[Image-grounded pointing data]
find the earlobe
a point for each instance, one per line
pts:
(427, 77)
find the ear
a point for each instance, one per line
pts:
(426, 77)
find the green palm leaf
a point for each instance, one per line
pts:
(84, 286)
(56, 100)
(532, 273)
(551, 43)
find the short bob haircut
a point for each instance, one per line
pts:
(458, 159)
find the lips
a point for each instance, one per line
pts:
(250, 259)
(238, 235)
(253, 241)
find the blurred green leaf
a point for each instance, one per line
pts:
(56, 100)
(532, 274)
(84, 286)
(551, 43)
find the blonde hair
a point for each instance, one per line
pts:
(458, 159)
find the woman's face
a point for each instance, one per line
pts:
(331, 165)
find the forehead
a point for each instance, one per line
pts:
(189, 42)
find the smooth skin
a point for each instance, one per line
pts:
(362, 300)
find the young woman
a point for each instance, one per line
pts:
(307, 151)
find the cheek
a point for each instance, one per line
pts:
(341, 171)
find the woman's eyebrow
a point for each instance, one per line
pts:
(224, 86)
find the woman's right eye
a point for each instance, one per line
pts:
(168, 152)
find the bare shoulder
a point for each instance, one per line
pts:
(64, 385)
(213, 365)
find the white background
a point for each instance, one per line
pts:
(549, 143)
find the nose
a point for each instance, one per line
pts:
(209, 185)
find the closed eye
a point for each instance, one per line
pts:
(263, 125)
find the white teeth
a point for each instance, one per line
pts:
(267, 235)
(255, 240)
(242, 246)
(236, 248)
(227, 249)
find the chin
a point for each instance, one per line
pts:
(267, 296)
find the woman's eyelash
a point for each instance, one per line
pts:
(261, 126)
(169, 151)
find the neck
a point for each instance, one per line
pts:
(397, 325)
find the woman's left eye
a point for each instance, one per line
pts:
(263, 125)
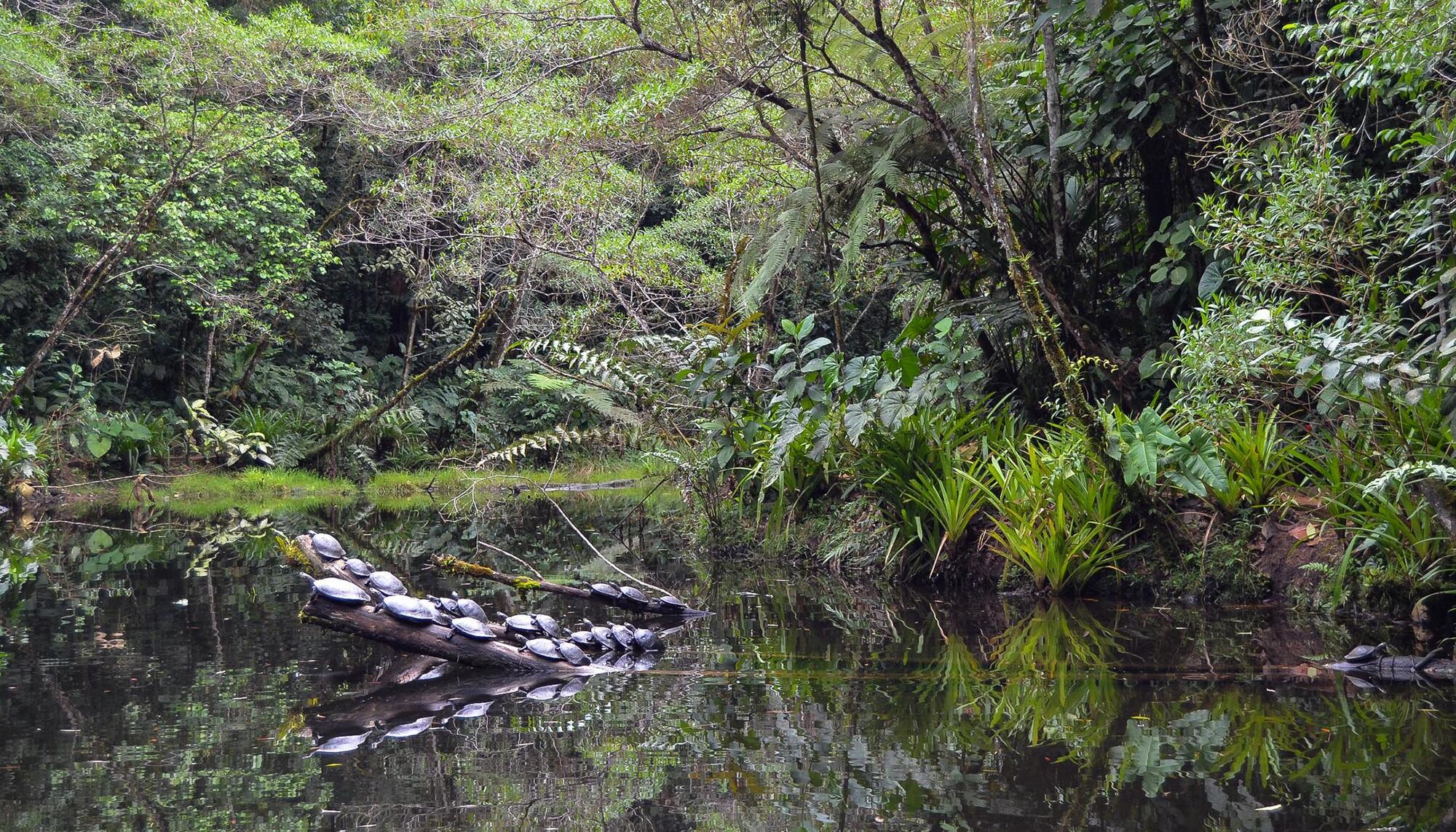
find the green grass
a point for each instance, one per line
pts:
(403, 491)
(253, 492)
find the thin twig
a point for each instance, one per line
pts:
(512, 556)
(598, 552)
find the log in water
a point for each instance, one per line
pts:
(424, 639)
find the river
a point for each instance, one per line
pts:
(162, 681)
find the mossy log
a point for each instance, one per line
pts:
(458, 566)
(429, 639)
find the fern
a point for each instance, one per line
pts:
(554, 438)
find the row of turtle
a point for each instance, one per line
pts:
(634, 598)
(544, 636)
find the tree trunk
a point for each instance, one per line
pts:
(92, 280)
(1056, 197)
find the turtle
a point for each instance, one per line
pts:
(521, 625)
(337, 590)
(647, 642)
(602, 635)
(471, 609)
(573, 654)
(544, 648)
(410, 610)
(624, 635)
(634, 597)
(550, 626)
(606, 591)
(387, 582)
(359, 566)
(471, 629)
(327, 546)
(1366, 654)
(451, 606)
(672, 604)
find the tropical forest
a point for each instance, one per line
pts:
(729, 415)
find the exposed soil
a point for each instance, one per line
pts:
(1286, 546)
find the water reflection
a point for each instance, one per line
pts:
(800, 705)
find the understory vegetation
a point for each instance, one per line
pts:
(1061, 296)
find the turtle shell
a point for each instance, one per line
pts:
(634, 595)
(327, 546)
(1366, 654)
(410, 610)
(605, 591)
(550, 626)
(471, 610)
(544, 648)
(672, 604)
(604, 636)
(624, 636)
(339, 591)
(472, 629)
(573, 654)
(521, 623)
(359, 566)
(387, 582)
(647, 641)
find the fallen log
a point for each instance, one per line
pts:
(458, 566)
(427, 639)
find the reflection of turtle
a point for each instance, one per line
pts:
(410, 729)
(472, 710)
(1366, 654)
(672, 604)
(337, 590)
(327, 546)
(1431, 658)
(340, 744)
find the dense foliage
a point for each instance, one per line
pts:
(1046, 280)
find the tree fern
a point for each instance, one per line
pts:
(554, 438)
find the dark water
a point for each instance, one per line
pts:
(799, 706)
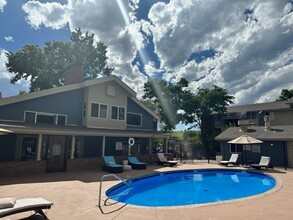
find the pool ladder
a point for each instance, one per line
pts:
(110, 197)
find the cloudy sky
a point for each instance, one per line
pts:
(245, 47)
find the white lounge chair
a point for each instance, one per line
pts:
(263, 163)
(12, 206)
(232, 161)
(163, 160)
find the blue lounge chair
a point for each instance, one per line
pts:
(163, 160)
(232, 161)
(11, 206)
(135, 164)
(264, 163)
(111, 166)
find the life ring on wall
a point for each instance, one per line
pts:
(131, 141)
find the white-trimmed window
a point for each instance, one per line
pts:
(118, 113)
(99, 110)
(134, 119)
(234, 148)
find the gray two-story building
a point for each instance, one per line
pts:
(73, 126)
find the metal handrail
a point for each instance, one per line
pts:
(110, 197)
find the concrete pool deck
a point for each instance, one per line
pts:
(75, 196)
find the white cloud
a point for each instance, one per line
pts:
(53, 15)
(247, 45)
(9, 38)
(252, 40)
(2, 4)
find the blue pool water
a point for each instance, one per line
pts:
(192, 187)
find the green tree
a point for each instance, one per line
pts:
(199, 109)
(196, 109)
(45, 67)
(286, 94)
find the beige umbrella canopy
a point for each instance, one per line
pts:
(4, 131)
(245, 139)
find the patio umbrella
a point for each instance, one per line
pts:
(244, 140)
(4, 131)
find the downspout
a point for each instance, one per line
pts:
(285, 155)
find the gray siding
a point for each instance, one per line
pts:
(147, 119)
(68, 103)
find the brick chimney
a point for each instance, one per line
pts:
(73, 74)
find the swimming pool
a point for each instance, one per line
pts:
(189, 187)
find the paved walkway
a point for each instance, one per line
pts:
(75, 196)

▸ Exercise prompt: Could you state how many lines above include the word "white"? Reply with that number alone.

▸ Expected answer: 5